▶ **The problem**:
Omit every picture and write out the rest of the records exactly.
** START Items **
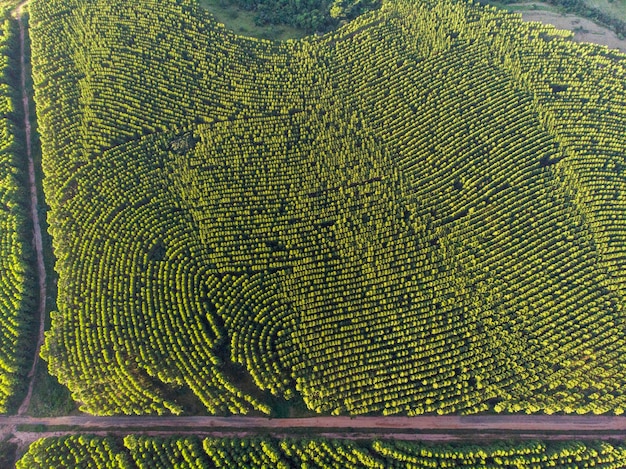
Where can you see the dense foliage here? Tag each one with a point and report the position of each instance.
(308, 15)
(420, 212)
(190, 452)
(16, 274)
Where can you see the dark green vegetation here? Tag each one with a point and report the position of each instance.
(420, 212)
(17, 285)
(156, 453)
(309, 15)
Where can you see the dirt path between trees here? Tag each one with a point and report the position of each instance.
(501, 426)
(34, 212)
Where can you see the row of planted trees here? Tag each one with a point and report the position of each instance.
(408, 215)
(17, 276)
(147, 452)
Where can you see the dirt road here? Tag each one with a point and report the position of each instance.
(34, 212)
(556, 424)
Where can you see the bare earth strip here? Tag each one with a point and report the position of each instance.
(34, 212)
(584, 30)
(438, 423)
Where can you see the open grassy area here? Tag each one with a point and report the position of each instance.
(615, 8)
(243, 23)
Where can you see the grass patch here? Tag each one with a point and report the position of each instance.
(243, 22)
(50, 399)
(614, 8)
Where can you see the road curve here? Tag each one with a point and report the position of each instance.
(478, 423)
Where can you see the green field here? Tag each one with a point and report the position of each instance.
(421, 212)
(614, 8)
(243, 22)
(156, 453)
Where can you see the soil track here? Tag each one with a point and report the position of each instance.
(34, 212)
(498, 424)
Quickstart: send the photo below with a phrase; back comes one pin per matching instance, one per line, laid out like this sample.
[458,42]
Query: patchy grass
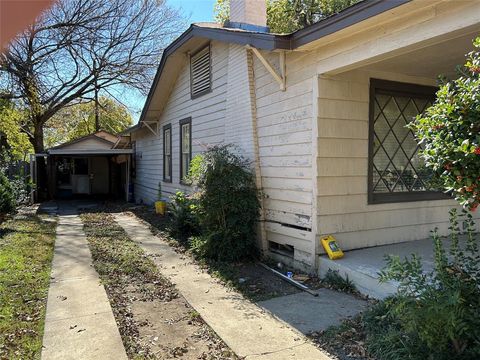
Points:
[155,322]
[250,279]
[26,252]
[346,341]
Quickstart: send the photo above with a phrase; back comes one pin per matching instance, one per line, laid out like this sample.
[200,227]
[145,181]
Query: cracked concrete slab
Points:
[247,329]
[308,313]
[79,322]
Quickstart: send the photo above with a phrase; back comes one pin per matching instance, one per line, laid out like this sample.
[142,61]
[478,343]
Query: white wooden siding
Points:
[342,171]
[208,128]
[284,121]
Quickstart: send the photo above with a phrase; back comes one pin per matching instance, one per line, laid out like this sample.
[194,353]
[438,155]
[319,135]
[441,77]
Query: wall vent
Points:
[200,72]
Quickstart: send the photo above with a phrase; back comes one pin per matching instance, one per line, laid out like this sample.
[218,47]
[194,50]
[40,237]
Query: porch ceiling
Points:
[429,62]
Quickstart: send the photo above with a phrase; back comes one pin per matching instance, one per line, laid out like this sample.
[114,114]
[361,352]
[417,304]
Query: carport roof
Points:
[87,152]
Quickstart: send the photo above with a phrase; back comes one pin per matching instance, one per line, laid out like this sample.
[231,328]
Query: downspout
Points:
[315,104]
[256,151]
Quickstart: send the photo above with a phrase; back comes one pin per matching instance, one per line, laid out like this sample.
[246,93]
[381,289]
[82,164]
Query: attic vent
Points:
[200,72]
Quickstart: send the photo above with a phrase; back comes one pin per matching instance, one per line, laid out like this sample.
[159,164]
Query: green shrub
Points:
[334,280]
[7,196]
[437,310]
[228,205]
[183,218]
[449,132]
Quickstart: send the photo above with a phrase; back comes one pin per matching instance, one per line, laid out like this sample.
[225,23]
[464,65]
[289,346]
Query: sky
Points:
[194,11]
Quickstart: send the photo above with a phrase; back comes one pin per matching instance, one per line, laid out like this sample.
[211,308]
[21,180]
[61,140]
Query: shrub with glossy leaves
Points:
[228,204]
[183,219]
[450,133]
[435,314]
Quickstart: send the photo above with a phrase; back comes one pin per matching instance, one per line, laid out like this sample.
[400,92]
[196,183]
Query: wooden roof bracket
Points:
[147,124]
[280,78]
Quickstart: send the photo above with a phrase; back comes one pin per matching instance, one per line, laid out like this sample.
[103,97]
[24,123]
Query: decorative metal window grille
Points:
[200,72]
[397,172]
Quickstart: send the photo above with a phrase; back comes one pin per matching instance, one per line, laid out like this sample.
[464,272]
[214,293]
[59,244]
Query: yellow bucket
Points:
[160,207]
[331,247]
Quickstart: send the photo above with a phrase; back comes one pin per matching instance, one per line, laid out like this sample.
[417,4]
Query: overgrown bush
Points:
[228,204]
[435,314]
[7,196]
[449,131]
[183,218]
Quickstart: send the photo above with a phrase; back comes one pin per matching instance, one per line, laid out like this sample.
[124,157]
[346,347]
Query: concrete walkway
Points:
[79,322]
[248,330]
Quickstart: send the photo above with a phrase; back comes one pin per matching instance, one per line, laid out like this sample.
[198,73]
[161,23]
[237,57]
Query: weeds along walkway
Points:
[247,329]
[79,322]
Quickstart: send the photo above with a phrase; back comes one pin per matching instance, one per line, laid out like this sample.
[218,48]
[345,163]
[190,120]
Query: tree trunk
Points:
** END Items **
▶ **Correct output**:
Where can you see the dense foliage here? Tag each one with a point and report the position of each instance.
(308, 15)
(420, 212)
(190, 452)
(16, 274)
Where can you see the dark green vegetation here? Tag each one with a point and report the position of each instance.
(420, 212)
(17, 285)
(156, 453)
(309, 15)
Where can you see the dirt path between trees here? Tag each one with a point and report the position of each instance.
(501, 426)
(34, 212)
Where can you see the row of planted trees here? Tag each one with a point and report the position of each instance.
(408, 215)
(17, 276)
(147, 452)
Where can you see the dirt road here? Tag each one with a point and report the position of each instance.
(34, 212)
(556, 424)
Where can you see the bare earth strip here? Tag each one with a point and report the position of each instance.
(34, 212)
(584, 30)
(438, 423)
Where can you see the open grassy area here? Tag each one with a point and report the position of each instance.
(615, 8)
(243, 23)
Where can you see the grass patch here? Tag each one with a point and report the position of each instance.
(243, 22)
(50, 399)
(614, 8)
Where can you see the road curve here? Tag each one with a point and report the position of each instance.
(478, 423)
Where can you see the green field here? Tag each one with a point and report the position of each instance.
(421, 212)
(614, 8)
(243, 22)
(156, 453)
Where can you see the soil track here? Tag each one with a point and report the position of each instance.
(34, 212)
(498, 424)
Quickstart: send the photo below with a phrase; back comes one pin per matching instance, one per line, laid out like this sample.
[458,42]
Query: patchy grass
Points:
[155,322]
[250,279]
[26,252]
[346,341]
Quickstart: send the photo above with a phrase; back comes one pin per matching instance, one per line, laid out like this sample.
[200,227]
[145,181]
Query: cracked concrete slab
Points:
[247,329]
[308,313]
[79,322]
Quickstart: send the photo above with a phrase; back comes one pin per matching instance, one per line, laid out like this sample.
[142,61]
[478,343]
Query: white wooden siding
Points:
[342,171]
[208,128]
[284,121]
Quickstart: send the photo above with a phrase; back comes one pin per matching instance, one per line, laid out like this sample.
[194,353]
[438,155]
[319,135]
[441,77]
Query: wall vent
Points:
[200,72]
Quickstart: send the photo above with a phrase; back comes one pin per matching instance, one per line, laid out like this sample.
[218,47]
[194,50]
[40,237]
Query: porch ceiling
Points:
[429,62]
Quickstart: send the photo above with a phrase; back comes one pin per matching instance, one per line, laid out like this sample.
[114,114]
[361,352]
[417,304]
Query: carport roof
Points:
[87,152]
Quickstart: send the photo above with a phrase; back comes one pin per matching instance, one per line, laid out like this sample.
[231,328]
Query: downspout
Points:
[315,104]
[256,151]
Quickstart: send the photo above with a phrase; back comes one pin per matching instance, one per line, laid out like this sample.
[246,93]
[381,289]
[82,164]
Query: attic vent
Points:
[200,72]
Quickstart: send the photo above with a phrase; back comes one pin per matching instance, one per line, laid out like this sample.
[159,164]
Query: green shrub
Points:
[334,280]
[7,196]
[437,310]
[228,205]
[183,218]
[449,132]
Quickstart: send the photo above with a phrase; back comes one pin per matching instance, one per line, laid out like this sample.
[225,23]
[464,65]
[289,346]
Query: sky
Points:
[194,11]
Quickstart: send the photo above with a phrase; back comes one pin per matching instance, one per line, laid out like this sample.
[211,308]
[21,180]
[61,140]
Query: shrub with glossy leaves
Points:
[228,204]
[183,219]
[450,133]
[435,314]
Quickstart: send the photo above with a phrase; back comes one pin per matching instance, one per line, laid out like this sample.
[400,92]
[196,183]
Query: wooden roof bracket
Points:
[147,124]
[280,78]
Quickstart: send the photo above with a phrase; back comes one pin per matching instance, one per line, laid out like this sample.
[103,97]
[24,123]
Query: decorative metal window grille
Points:
[200,72]
[397,172]
Quickstart: send the photo above with a phrase; back comes one pin per matching instance, one per line, laid out like this sample.
[464,272]
[214,293]
[59,244]
Query: yellow bucket
Points:
[160,207]
[331,247]
Quickstart: send the photo above with a phrase; back comes one pin per matching instance, one per line, laid out like this sample.
[417,4]
Query: overgrown bush
Points:
[228,204]
[435,314]
[7,196]
[449,131]
[183,218]
Quickstart: send the photo above with a phrase; back comes one pin per matching instance, one per line, laid out like this sample.
[124,157]
[346,347]
Query: concrete walkway
Points:
[79,322]
[248,330]
Quickstart: send the photo above with a phrase; back comes one pin per matching instance, one per line, laid out like this sample.
[198,73]
[161,23]
[237,57]
Query: weeds along walkway
Points:
[247,329]
[79,322]
Quickstart: send the photo above with a phrase; back comes one pin per matching instance, one per line, laid out like this sample.
[218,48]
[345,163]
[190,120]
Query: tree trunk
Points:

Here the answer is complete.